--- BEGIN PROVIDED TEXT ---

#!/usr/bin/env python
# coding: utf-8

# # Bootstrapping model fits
# 
# **Bootstrapping does not really seem superior to simply looking at the *times_seen* parameter for mutations. Model average is the way to go. So this notebook is no longer tested or included in docs and may be obsolete.**
# 
# The previous section describes fitting a single model.
# But we may also want to have confidence estimates for the fit.
# We can do that via bootstrapping the data set.
# 
# Note however that our current recommendation is to use experimental replicates (see later example on *Averaging models*) rather than bootstrapping whenever possible, as experimental replicates often provide more robust senses of error/variation than just boostrapping a single data set.
# 
# The overall recommended workflow is to first fit models to all the data to determine the number of epitopes, etc.
# Then once the desired fitting parameters are determined, you can bootstrap to get confidence on predictions.

# ## Get model fit to the data
# The first step is just to fit a `Polyclonal` model to all the data we are using.
# We do similar to the previous notebook for our RBD example, but first shrink the size of the data set to just 10,000 variants to provide more "error" to better illustrate the bootstrapping.
# 
# We will call this model fit to all the data we are using the "root" model as it's used as the starting point (root) for the subsequent bootstrapping.
# Note that data (which we will bootstrap) are attached to this pre-fit model:

# In[1]:


# NBVAL_IGNORE_OUTPUT

import numpy

import pandas as pd

from plotnine import *

import polyclonal

# read data
noisy_data = (
    pd.read_csv("RBD_variants_escape_noisy.csv", na_filter=None)
    .query('library == "avg3muts"')
    .query("concentration in [0.25, 1, 4]")
)

# just keep some variants to make fitting "noisier"

--- END PROVIDED TEXT ---
--- BEGIN STORED DATA ---

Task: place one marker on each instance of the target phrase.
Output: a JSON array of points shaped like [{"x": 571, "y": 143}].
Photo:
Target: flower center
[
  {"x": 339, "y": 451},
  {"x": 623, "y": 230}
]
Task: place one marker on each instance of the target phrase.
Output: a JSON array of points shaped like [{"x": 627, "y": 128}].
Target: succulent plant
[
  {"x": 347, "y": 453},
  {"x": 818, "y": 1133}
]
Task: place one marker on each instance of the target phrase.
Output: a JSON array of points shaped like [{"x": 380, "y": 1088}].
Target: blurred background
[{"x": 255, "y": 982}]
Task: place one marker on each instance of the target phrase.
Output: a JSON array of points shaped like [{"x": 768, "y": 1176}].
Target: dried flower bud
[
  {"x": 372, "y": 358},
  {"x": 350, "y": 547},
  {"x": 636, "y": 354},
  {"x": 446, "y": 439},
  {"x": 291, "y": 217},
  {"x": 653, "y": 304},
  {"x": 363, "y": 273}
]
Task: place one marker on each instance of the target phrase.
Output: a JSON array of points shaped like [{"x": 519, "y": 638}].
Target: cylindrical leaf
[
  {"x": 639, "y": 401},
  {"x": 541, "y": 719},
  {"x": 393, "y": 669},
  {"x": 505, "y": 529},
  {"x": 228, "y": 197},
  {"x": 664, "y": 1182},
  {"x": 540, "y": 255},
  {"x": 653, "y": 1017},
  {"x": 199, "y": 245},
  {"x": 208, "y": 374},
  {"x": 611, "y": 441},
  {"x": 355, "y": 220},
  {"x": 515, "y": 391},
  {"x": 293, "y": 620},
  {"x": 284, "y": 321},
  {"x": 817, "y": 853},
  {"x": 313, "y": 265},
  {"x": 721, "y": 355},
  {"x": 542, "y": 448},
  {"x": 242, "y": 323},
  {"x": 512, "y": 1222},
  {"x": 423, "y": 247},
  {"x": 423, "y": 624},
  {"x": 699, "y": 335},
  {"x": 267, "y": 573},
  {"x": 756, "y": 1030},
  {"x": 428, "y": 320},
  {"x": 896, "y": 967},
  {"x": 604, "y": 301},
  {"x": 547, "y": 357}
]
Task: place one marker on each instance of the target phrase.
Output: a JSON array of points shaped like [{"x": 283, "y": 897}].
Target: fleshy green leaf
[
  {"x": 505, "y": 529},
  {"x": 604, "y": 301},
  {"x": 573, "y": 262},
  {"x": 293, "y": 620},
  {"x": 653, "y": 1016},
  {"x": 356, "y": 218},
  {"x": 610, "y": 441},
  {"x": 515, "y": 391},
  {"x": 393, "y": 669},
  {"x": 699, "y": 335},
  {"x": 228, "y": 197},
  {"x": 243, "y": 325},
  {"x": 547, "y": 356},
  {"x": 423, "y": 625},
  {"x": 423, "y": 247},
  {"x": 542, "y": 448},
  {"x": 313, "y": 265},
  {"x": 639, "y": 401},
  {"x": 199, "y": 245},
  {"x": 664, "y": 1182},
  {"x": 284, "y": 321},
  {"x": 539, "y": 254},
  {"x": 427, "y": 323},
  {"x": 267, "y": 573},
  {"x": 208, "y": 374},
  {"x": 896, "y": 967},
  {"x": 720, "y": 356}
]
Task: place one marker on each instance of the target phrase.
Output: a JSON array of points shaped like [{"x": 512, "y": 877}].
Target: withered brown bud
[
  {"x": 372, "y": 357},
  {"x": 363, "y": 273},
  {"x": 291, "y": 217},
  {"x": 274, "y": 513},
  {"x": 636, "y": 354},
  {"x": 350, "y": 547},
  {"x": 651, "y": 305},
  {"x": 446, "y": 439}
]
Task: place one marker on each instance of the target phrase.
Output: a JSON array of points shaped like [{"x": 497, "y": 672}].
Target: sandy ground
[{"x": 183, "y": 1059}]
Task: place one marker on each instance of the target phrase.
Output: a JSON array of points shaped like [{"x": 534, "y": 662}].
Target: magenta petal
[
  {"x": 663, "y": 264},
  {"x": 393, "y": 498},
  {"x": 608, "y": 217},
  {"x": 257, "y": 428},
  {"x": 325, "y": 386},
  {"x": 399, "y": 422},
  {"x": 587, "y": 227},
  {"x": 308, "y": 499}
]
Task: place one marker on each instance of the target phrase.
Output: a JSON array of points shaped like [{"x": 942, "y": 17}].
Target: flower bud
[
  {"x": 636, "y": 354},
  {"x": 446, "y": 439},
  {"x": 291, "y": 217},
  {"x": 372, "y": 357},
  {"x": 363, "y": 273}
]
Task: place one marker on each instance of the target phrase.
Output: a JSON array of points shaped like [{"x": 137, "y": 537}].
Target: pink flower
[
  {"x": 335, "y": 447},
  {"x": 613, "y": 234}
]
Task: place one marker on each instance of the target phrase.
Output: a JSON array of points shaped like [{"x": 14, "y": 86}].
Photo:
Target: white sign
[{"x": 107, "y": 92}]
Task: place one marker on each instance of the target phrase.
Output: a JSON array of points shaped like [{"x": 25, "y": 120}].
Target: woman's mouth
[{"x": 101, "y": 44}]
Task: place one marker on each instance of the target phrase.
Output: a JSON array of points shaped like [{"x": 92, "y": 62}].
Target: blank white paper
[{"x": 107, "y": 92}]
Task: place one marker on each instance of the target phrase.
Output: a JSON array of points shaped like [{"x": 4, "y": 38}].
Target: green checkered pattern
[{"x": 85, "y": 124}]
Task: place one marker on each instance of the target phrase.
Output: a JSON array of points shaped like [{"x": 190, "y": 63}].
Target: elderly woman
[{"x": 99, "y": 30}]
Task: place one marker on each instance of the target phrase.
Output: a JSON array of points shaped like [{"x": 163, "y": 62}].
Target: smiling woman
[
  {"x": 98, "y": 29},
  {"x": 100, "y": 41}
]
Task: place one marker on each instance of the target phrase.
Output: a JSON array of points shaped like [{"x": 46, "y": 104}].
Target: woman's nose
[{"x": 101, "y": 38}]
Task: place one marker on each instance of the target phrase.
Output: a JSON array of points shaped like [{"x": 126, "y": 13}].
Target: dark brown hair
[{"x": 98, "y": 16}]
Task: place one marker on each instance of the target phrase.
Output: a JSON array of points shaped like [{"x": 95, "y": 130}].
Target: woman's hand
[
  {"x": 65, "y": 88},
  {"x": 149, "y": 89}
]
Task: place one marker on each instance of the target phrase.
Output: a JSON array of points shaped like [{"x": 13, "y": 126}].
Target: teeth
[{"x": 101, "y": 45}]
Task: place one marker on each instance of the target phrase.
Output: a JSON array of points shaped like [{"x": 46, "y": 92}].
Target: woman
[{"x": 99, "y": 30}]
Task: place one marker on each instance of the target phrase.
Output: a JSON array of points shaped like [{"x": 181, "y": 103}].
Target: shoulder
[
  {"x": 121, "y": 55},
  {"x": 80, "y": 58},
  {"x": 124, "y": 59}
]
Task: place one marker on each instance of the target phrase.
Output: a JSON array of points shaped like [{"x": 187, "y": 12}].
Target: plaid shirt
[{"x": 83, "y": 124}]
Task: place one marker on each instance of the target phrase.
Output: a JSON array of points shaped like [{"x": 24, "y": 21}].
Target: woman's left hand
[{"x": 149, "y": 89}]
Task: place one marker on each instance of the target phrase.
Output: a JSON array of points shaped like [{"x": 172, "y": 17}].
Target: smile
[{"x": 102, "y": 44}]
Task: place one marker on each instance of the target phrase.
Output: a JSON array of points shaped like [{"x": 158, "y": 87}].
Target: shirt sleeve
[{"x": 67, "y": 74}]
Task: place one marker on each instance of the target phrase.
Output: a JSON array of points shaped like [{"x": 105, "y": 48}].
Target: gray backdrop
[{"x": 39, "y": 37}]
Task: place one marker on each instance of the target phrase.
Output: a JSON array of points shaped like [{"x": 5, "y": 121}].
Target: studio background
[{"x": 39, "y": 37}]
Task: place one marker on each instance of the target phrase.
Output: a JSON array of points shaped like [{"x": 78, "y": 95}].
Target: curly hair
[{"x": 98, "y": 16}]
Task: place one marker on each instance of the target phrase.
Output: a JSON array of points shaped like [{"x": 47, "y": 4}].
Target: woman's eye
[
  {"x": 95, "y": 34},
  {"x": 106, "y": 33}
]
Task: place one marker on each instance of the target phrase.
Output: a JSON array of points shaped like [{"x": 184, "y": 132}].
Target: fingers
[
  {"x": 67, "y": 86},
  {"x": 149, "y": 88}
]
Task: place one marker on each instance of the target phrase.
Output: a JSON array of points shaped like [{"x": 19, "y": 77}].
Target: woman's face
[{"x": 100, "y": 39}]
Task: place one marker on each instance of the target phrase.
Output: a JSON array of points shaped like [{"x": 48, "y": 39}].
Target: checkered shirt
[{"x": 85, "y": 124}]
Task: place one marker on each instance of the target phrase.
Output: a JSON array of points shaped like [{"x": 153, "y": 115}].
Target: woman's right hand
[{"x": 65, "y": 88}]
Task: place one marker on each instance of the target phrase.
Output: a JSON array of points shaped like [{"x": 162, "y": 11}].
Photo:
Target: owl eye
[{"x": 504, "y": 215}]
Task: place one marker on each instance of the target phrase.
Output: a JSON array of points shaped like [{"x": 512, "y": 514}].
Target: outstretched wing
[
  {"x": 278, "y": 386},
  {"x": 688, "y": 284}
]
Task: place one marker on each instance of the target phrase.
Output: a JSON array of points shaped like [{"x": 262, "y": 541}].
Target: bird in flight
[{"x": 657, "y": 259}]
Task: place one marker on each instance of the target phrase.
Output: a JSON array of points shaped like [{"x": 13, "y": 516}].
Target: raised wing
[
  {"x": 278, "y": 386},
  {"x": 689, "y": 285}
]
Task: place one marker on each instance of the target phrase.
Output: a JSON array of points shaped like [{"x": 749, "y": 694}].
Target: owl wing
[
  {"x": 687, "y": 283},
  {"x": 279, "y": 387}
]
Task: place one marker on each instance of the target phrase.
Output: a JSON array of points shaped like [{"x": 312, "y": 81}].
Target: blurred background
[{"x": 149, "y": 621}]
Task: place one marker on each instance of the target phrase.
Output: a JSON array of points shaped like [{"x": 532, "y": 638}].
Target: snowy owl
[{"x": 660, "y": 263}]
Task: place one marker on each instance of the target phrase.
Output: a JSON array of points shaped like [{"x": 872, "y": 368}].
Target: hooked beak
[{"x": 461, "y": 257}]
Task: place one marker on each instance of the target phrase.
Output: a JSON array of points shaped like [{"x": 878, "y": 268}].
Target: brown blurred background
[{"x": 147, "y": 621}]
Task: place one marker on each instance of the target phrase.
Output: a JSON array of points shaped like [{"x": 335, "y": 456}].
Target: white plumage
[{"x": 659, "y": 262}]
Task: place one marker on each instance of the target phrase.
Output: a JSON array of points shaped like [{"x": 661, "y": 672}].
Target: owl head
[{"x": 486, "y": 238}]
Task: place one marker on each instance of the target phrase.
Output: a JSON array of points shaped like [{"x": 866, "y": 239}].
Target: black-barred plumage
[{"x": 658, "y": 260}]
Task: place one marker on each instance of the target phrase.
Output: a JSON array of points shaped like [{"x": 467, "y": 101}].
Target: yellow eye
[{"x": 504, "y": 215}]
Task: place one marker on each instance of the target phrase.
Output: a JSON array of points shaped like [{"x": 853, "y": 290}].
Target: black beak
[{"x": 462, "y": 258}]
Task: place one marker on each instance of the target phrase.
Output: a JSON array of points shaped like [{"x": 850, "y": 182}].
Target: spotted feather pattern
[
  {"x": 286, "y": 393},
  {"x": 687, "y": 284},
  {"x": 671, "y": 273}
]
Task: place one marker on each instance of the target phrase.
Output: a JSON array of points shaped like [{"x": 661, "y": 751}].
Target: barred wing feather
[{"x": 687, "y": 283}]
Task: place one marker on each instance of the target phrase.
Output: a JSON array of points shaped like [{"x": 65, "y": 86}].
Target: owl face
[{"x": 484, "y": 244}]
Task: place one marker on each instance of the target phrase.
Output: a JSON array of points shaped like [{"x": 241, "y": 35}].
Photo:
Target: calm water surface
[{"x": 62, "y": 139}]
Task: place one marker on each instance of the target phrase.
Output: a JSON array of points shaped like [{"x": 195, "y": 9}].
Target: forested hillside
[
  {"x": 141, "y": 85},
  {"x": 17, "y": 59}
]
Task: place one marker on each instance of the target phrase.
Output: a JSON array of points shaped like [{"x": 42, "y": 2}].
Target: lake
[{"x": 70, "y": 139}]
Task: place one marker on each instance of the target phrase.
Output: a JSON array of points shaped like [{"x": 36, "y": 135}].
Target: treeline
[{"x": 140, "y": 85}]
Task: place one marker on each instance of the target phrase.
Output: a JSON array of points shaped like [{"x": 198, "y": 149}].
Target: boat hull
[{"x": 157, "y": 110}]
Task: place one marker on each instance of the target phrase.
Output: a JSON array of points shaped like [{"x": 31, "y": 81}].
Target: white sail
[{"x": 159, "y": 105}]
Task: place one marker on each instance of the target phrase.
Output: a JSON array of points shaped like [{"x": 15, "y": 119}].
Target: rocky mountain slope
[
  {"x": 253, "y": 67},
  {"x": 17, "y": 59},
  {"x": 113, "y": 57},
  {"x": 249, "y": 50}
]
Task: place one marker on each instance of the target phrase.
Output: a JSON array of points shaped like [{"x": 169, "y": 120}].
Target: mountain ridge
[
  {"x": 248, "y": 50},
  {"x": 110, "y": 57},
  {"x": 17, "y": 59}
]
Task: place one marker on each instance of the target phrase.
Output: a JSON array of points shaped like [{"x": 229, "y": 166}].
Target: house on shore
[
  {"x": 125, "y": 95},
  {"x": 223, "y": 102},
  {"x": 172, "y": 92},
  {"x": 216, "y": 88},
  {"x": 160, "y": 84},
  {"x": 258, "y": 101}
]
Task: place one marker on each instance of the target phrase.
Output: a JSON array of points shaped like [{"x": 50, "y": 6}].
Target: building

--- END STORED DATA ---

BRIEF 1:
Answer these questions using the bootstrapping notebook:
(a) What does the notebook recommend using instead of bootstrapping whenever possible?
(b) To how many variants is the data set reduced before fitting?
(c) What name is given to the model fit to all the data being used?
BRIEF 2:
From the bootstrapping notebook, quote the passage starting at "# Then once" and ending at "illustrate the bootstrapping.".
BRIEF 3:
Extend the bootstrapping notebook from the point where it stops.

EXERCISE RESULT 1:
(a) Experimental replicates.
(b) 10,000 variants.
(c) The "root" model.

EXERCISE RESULT 2:
# Then once the desired fitting parameters are determined, you can bootstrap to get confidence on predictions.

# ## Get model fit to the data
# The first step is just to fit a `Polyclonal` model to all the data we are using.
# We do similar to the previous notebook for our RBD example, but first shrink the size of the data set to just 10,000 variants to provide more "error" to better illustrate the bootstrapping.

EXERCISE RESULT 3:
n_keep = 10000
barcodes_to_keep = (
    noisy_data["barcode"].drop_duplicates().sample(n_keep, random_state=1).tolist()
)
noisy_data = noisy_data.query("barcode in @barcodes_to_keep")

# make and fit the root Polyclonal object with all the data we are using
root_poly = polyclonal.Polyclonal(
    data_to_fit=noisy_data,
    n_epitopes=3,
    data_mut_escape_overlap="fill_to_data",
)

opt_res = root_poly.fit(
    logfreq=200,
    reg_escape_weight=0.01,
    reg_uniqueness2_weight=0,
)


# ## Create and fit bootstrapped models
# To create the bootstrapped models, we initialize a `PolyclonalBootstrap`, here just using 5 samples for speed (for real analyses to get good error estimates you may want more on the order of 20 to 100 bootstrap samples).
# Note it is important that the root model you are using has already been fit to the data!
# Note also that there is a `n_threads` option which specifies how many threads should be used for the bootstrapping: by default it's -1 (use all CPUs available), but set to another number if you want to limit CPU usage:

# In[2]:


n_bootstrap_samples = 5

bootstrap_poly = polyclonal.PolyclonalBootstrap(
    root_polyclonal=root_poly,
    n_bootstrap_samples=n_bootstrap_samples,
)


# Now fit the bootstrapped models:

# In[3]:


# NBVAL_IGNORE_OUTPUT

import time

start = time.time()
print(f"Starting fitting bootstrap models at {time.asctime()}")
n_fit, n_failed = bootstrap_poly.fit_models(
    reg_escape_weight=0.01,
    reg_uniqueness2_weight=0,
)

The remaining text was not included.